### Exercise brief:
In the text on gut microbes and multiple sclerosis, in which journal were the findings published?

This is a reprint from a recent study.
A study has found that microbes in your gut may influence the progression of multiple sclerosis (MS). It could be a key step towards specific treatment, and help solve what causes MS.
Published in the Proceedings of the National Academy of Sciences, two different teams conducted separate research and made the same findings. One was from the University of California, San Francisco, and the other from the Max Planck Institute in Germany.
The first team investigated the gut microbiomes of 71 MS patients and 71 control subjects. They identified specific species of bacteria that were more common in the former than the latter. Next, they exposed these bacteria to human immune cells, and found that two species triggered cells to become pro-inflammatory. One found at lower levels triggered immune responses.
In tests on mice, they found that these bacteria had a similar effect. Replacing mice microbiomes with those from an MS patient caused the mice to lose immune-regulatory cells and develop neurodegeneration, a pathway to MS.
The second study came to a similar conclusion, finding that microbiome transplants could increase symptoms in mice.

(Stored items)
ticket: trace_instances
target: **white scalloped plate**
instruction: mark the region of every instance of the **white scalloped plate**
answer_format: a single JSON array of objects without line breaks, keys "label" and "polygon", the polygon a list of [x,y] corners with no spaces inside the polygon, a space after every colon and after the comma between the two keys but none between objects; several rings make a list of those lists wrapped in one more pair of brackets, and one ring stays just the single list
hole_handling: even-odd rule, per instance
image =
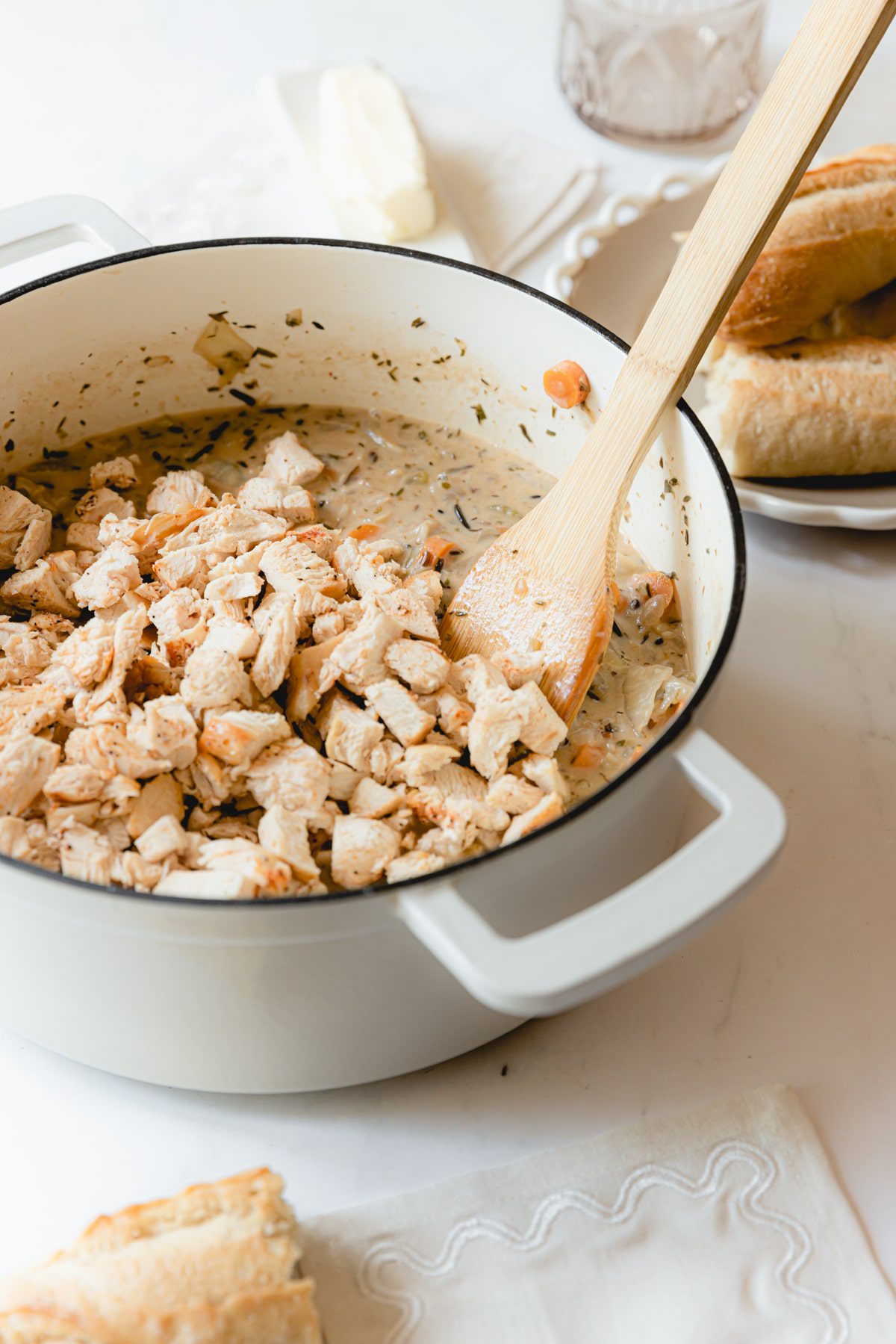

### Task answer:
The Proceedings of the National Academy of Sciences.